→ Document extract

------------------------
Notebook: 03_silver_orders_enriched  
Layer   : Silver  
Purpose : Clean, deduplicate, and enrich order facts
Design Decisions:
*Orders are treated as immutable fact records
*Deduplication is applied for idempotency using row_id
*Missing dimension references are retained as UNKNOWN  

------------------------

In [0]:
#Imports for all

from pyspark.sql.functions import (
    col, to_date, round, coalesce, lit, row_number
)
from pyspark.sql.window import Window

In [0]:
##Read Bronze orders
orders_bronze = spark.table("bronze.orders")

In [0]:
#Data Quality Rules:
# - row_id defines the fact grain
# - Business keys must be rpesent to ensure valid joins
#- Quantity <=0 indicates invalid or reversed transactions

orders_dq = (
    orders_bronze
    .filter(col("row_id").isNotNull())
    .filter(col("order_id").isNotNull())
    .filter(col("customer_id").isNotNull())
    .filter(col("product_id").isNotNull())
    .filter(col("quantity") > 0)
)   


In [0]:
#Deterministic deduplication
# Retain teh latest version of each order row based on ingestion date

window_spec =(
    Window.partitionBy("row_id")
    .orderBy(col("ingestion_date").desc())
)
orders_dedup = (
    orders_dq
    .withColumn("rn", row_number().over(window_spec))
    .filter(col("rn") == 1)
    .drop("rn")
)

→ Supplied records
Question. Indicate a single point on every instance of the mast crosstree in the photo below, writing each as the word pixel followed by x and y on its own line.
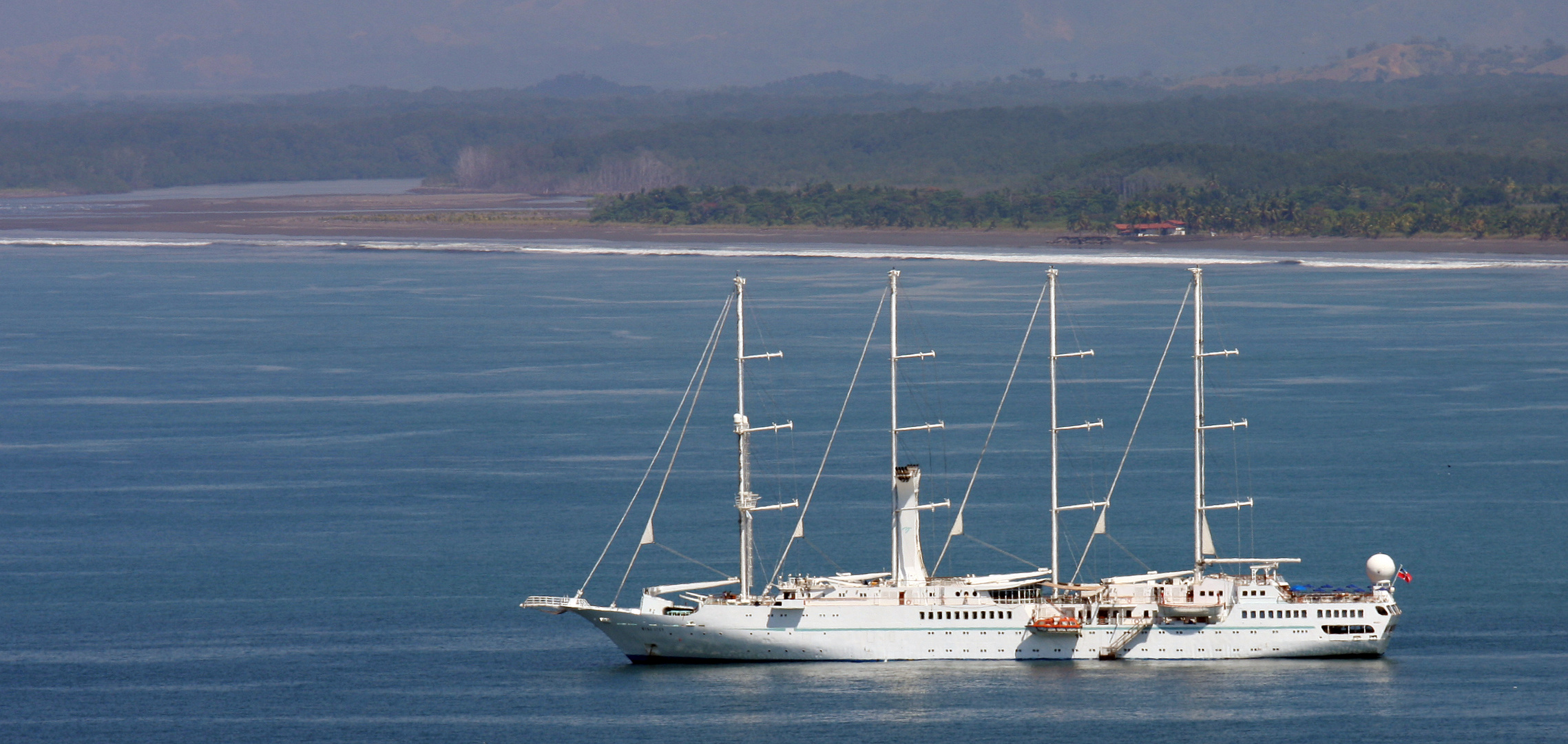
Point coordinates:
pixel 1056 508
pixel 1202 540
pixel 908 564
pixel 745 499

→ What to do
1 – Based on the order-enrichment notebook, answer yes or no to each statement and quote the words that decide it: (a) Deduplication relies on row_id. (b) Missing dimension references are dropped. (c) A quantity of zero or less signals invalid or reversed transactions.
2 – Copy every line of the records word for word, and omit the pictures.
The order-enrichment notebook and the records are unrelated material.

→ Solutions to the tasks
1 –
(a) Yes: "Deduplication is applied for idempotency using row_id"
(b) No: "Missing dimension references are retained as UNKNOWN"
(c) Yes: "Quantity <=0 indicates invalid or reversed transactions"

2 –
Question. Indicate a single point on every instance of the mast crosstree in the photo below, writing each as the word pixel followed by x and y on its own line.
Point coordinates:
pixel 1056 508
pixel 1202 540
pixel 908 564
pixel 745 499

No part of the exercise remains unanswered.